SET TASK A:
Gather every line of the entries below that contains the string "dining".
SET TASK B:
Resume the text on component health-state failure handling below, continuing from its final line.

EXTRACT PROVIDED:
"""

A red health state for any of these components is unrecoverable for the current flight:
- `frame_ingest` red → no input → cannot operate.
- `mavlink_layer` red → no UAV control → trigger RTL via the autopilot's failsafe (the autopilot itself enforces this when MAVLink heartbeat stops).
- `mission_executor` red → mission lifecycle stuck → operator must take RC control.
A red health state for these components is degraded-but-survivable:
- `detection_client` → continue zoom-out sweep; lose Tier 1.
- `movement_detector` → continue; lose movement-candidate POI source.
- `semantic_analyzer` → continue; surface Tier-1-only POIs.
- `vlm_client` → fail-closed (POIs surfaced without VLM evidence).
- `mapobjects_store` → continue with in-memory state; persistent diff lost on restart. Sync state may transition to `Stale` (operator visible).
- `mapobjects_sync` (logical, owned by `mission_client`) → mission proceeds with stale snapshot; post-flight push retries via leftover spool. Operator sees `mapobjects_sync = degraded`.
- `operator_bridge` / `telemetry_stream` → continue zoom-out sweep; pause POI surfacing; resume on reconnect. F10 lost-link ladder owns the larger response.
- `gimbal_controller` → pause zoom-in / target-follow; zoom-out sweep stops.

"""

[Dataset rows]
"""

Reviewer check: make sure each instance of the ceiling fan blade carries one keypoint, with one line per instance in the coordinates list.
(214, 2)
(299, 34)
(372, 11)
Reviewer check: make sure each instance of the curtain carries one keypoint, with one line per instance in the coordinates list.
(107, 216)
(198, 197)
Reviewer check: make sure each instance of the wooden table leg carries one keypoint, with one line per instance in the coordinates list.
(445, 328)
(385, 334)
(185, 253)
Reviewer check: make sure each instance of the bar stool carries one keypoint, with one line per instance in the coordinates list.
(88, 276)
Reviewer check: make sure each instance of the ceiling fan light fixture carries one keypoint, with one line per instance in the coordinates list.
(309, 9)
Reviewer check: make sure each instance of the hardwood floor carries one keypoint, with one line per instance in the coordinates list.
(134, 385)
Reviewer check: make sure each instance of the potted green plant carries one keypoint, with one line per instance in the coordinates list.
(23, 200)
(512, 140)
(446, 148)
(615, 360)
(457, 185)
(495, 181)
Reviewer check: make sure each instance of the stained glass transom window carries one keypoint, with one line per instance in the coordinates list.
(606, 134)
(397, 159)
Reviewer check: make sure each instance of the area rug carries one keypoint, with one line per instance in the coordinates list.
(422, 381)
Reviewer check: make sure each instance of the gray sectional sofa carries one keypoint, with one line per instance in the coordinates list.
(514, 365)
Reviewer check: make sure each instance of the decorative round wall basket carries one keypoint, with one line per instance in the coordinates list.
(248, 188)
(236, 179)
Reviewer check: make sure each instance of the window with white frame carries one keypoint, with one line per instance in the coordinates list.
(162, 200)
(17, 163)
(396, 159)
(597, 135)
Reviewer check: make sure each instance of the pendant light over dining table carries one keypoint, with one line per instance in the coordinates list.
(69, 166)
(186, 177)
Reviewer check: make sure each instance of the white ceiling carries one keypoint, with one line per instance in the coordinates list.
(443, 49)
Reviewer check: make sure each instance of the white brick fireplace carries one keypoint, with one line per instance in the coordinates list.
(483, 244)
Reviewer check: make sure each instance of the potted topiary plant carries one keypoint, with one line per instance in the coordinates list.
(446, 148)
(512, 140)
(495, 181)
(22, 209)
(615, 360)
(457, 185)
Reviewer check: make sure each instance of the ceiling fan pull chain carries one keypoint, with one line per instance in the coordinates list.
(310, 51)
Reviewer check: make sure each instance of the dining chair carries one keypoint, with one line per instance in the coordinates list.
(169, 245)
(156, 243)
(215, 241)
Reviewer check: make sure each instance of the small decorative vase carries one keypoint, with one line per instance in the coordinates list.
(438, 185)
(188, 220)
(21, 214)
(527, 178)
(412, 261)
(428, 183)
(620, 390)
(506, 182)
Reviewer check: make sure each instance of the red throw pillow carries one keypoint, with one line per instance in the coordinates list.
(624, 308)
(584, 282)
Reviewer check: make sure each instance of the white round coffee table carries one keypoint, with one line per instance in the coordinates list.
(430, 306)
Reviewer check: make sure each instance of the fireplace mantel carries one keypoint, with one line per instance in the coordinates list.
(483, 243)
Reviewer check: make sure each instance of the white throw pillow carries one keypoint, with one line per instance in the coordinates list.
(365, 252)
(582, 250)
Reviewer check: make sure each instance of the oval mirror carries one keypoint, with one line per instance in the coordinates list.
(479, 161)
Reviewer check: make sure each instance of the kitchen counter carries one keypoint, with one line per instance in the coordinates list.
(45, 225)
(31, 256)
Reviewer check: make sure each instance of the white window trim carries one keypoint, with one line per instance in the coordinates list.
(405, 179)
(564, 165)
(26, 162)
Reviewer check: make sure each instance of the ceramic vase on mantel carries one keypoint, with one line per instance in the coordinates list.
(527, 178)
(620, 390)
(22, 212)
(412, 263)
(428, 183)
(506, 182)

"""
"""

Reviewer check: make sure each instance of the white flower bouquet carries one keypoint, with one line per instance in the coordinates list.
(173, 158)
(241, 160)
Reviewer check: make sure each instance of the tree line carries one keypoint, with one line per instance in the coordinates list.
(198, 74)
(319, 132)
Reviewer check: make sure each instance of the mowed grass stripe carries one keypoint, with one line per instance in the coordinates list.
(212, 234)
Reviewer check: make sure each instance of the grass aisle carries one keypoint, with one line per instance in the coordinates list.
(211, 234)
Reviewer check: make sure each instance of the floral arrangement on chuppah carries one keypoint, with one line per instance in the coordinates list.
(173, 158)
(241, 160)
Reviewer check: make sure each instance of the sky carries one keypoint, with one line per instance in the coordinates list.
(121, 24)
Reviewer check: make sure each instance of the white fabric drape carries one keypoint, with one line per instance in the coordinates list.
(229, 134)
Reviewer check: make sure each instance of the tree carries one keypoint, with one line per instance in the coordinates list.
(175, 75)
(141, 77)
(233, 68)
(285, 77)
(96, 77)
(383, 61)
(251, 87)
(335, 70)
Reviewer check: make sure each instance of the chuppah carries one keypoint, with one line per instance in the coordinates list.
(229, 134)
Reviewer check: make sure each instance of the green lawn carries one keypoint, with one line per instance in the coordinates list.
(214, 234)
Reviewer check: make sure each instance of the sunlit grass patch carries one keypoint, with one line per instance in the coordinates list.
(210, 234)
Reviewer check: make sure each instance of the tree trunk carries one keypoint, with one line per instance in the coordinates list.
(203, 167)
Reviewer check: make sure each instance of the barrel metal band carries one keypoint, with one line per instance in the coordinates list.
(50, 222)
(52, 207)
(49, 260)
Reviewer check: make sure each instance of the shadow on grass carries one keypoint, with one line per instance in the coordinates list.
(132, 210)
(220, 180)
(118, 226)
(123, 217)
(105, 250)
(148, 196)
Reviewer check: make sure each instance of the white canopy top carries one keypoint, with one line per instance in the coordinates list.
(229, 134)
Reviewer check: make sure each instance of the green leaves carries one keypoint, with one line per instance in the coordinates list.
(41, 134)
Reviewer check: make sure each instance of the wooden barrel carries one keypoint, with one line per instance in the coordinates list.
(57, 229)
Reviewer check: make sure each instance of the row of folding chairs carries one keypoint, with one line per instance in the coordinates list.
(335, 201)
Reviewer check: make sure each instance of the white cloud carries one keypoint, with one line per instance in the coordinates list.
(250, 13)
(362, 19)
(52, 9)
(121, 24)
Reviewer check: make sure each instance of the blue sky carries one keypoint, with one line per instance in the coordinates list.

"""
"""

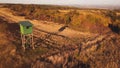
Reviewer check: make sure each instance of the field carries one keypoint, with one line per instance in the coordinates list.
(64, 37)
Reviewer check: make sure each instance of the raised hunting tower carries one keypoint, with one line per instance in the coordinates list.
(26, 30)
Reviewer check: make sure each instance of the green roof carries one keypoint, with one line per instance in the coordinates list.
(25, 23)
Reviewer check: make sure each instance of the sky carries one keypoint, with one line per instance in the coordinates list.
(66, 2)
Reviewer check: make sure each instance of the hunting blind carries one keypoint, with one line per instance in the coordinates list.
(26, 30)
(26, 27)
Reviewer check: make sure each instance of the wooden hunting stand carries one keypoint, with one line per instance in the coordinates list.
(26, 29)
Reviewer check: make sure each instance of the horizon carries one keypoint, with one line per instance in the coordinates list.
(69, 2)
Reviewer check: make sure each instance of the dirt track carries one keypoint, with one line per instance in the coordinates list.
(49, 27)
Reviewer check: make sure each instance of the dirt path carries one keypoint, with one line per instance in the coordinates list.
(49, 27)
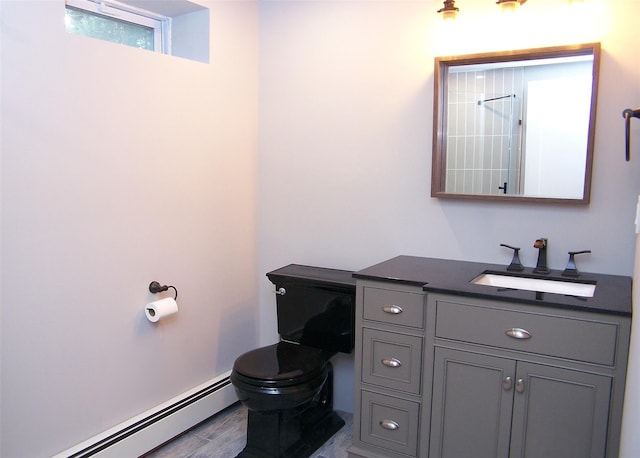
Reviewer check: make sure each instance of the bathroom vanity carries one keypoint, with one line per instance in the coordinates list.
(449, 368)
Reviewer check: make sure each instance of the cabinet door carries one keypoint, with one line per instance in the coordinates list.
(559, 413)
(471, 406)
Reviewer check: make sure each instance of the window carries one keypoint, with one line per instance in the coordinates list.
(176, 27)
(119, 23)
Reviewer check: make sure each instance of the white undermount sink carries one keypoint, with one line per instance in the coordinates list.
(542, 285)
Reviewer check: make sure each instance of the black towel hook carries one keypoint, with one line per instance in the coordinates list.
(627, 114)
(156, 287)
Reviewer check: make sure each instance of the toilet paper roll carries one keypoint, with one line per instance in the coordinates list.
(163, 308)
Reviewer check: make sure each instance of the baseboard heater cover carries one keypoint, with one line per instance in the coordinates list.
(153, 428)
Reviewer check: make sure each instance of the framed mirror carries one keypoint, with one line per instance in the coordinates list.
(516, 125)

"""

EXPECTED ANSWER A:
Reviewer check: make sure each instance of the pendant light over dining table carries one keypoint, with one line per instance in the coordinates list.
Reviewer check: make sure each instance of the dining chair carries one keypoint, with one line per instance in the coordinates list.

EXPECTED ANSWER B:
- `mission_client` → continue current mission from in-memory copy.
## 6. Replay-driven debugging
All non-trivial decisions in `scan_controller`, `movement_detector`, `semantic_analyzer`, `vlm_client`, and `mission_executor` are reconstructable from logs + the (size-capped) raw inputs that drove them:
- Frame seq, gimbal state at decode, telemetry sample used, Tier-1 detections returned, Tier-2 score, VLM raw response (size-capped), operator command, resulting state transition.
This is the foundation of the replay-based integration tests in `ci_cd_pipeline.md §2`.
## 7. Out of scope here
- Suite-wide observability stack choice (OTLP vs Loki vs Tempo vs Promtail) — owned by suite ops.
- Persistent log retention policy — owned by suite ops.
- Alerting routing (Slack / PagerDuty / email) — owned by suite ops.